:: SOURCE EXCERPT ::
++++

A preferred type of low-polarity solvent for use in the compositions herein comprises the C4-C8 branched or straight chain alkylene glycols. Materials of this type include hexylene glycol (4-methyl-2,4-pentanediol), 1,3-butylene glycol and 1,4-butylene glycol.

Another preferred type of low-polarity solvent for use herein comprises the mono-, di-, tri-, or tetra-C2-C3 alkylene glycol mono C2-C6 alkyl ethers. The specific examples of such compounds include diethylene glycol monobutyl ether, tetraethylene glycol monobutyl ether, dipropolyene glycol monoethyl ether, and dipropylene glycol monobutyl ether. Diethylene glycol monobutyl ether, dipropylene glycol monobutyl ether and butoxy-propoxy-propanol (BPP) are especially preferred. Compounds of the type have been commercially marketed under the tradenames Dowanol, Carbitol, and Cellosolve.

Another preferred type of low-polarity organic solvent useful herein comprises the lower molecular weight polyethylene glycols (PEGs). Such materials are those having molecular weights of at least about 150. PEGs of molecular weight ranging from about 200 to 600 are most preferred.

Yet another preferred type of non-polar solvent comprises lower molecular weight methyl esters. Such materials are those of the general formula: R1—C(O)—OCH3 wherein R1 ranges from 1 to about 18. Examples of suitable lower molecular weight methyl esters include methyl acetate, methyl propionate, methyl octanoate, and methyl dodecanoate.

++++

:: EXERCISE ::
Turn the paragraph of the source excerpt above that opens "A preferred type of low-polarity solvent" into a brief list that keeps its main facts.

:: DATA RECORDS ::
++++

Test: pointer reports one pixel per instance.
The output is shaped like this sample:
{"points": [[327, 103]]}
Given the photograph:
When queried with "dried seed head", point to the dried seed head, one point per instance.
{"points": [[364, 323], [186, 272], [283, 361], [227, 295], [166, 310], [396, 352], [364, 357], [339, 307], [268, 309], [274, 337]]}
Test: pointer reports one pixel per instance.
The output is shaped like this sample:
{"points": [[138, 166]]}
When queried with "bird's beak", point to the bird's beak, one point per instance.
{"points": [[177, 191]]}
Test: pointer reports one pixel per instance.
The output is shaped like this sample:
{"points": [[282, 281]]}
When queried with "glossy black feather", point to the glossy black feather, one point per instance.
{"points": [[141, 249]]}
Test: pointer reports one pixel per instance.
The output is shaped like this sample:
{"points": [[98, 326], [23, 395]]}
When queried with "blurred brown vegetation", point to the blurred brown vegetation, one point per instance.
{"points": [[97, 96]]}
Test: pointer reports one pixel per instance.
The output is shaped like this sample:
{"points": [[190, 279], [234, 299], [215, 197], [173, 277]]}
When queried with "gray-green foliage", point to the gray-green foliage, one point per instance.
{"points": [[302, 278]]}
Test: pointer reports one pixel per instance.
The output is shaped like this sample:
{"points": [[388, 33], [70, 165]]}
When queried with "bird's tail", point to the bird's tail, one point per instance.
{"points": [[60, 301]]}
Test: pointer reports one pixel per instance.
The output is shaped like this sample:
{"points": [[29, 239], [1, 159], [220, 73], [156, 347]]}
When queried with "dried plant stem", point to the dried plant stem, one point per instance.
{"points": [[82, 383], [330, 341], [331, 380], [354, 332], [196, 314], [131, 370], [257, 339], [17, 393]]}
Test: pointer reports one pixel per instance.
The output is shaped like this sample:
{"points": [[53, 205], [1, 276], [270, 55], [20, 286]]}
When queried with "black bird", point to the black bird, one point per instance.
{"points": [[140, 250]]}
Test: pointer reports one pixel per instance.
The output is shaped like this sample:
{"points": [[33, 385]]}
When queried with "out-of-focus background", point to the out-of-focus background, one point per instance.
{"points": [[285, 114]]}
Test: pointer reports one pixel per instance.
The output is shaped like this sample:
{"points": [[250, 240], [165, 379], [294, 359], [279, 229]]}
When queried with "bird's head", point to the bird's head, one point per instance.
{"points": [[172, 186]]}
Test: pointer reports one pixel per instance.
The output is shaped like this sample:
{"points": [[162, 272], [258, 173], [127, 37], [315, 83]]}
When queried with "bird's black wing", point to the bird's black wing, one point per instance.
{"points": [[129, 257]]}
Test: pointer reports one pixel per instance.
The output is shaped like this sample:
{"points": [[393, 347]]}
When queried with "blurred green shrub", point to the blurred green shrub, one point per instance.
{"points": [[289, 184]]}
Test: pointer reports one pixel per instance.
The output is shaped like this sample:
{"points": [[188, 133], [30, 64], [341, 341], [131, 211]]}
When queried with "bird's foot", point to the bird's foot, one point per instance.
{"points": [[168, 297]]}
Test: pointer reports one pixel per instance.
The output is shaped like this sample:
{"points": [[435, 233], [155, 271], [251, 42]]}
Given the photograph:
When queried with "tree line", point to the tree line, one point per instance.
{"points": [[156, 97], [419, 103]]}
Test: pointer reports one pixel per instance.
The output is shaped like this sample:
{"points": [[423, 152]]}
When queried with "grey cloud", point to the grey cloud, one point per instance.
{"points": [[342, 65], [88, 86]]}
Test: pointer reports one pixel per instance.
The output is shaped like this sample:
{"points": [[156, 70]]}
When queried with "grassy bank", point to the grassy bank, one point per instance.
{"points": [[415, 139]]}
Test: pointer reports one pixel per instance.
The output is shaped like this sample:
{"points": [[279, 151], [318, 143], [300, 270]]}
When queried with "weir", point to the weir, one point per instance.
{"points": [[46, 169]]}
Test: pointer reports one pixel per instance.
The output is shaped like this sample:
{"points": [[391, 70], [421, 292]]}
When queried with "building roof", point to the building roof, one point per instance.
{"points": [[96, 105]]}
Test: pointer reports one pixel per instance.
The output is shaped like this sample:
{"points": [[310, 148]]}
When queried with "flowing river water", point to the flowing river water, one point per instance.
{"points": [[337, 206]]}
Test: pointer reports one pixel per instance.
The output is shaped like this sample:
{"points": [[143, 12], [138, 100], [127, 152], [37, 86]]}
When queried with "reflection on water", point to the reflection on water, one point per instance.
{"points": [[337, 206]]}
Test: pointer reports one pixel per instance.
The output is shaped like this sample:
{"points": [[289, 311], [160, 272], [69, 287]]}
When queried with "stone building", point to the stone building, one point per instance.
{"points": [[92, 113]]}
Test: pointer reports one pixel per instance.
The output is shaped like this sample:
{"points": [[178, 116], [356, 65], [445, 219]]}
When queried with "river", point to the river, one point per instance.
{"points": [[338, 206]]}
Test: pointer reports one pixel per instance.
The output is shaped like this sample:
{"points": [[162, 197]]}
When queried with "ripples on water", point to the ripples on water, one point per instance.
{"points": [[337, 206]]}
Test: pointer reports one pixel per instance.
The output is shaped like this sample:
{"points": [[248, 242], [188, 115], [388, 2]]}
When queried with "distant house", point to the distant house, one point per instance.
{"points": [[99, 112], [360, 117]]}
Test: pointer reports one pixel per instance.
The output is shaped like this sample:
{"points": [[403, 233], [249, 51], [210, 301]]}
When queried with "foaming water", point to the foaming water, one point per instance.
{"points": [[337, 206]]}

++++

:: COMPLETED TASK ::
- Preferred low-polarity solvent for the compositions: C4-C8 branched or straight chain alkylene glycols
- Examples: hexylene glycol (4-methyl-2,4-pentanediol), 1,3-butylene glycol, 1,4-butylene glycol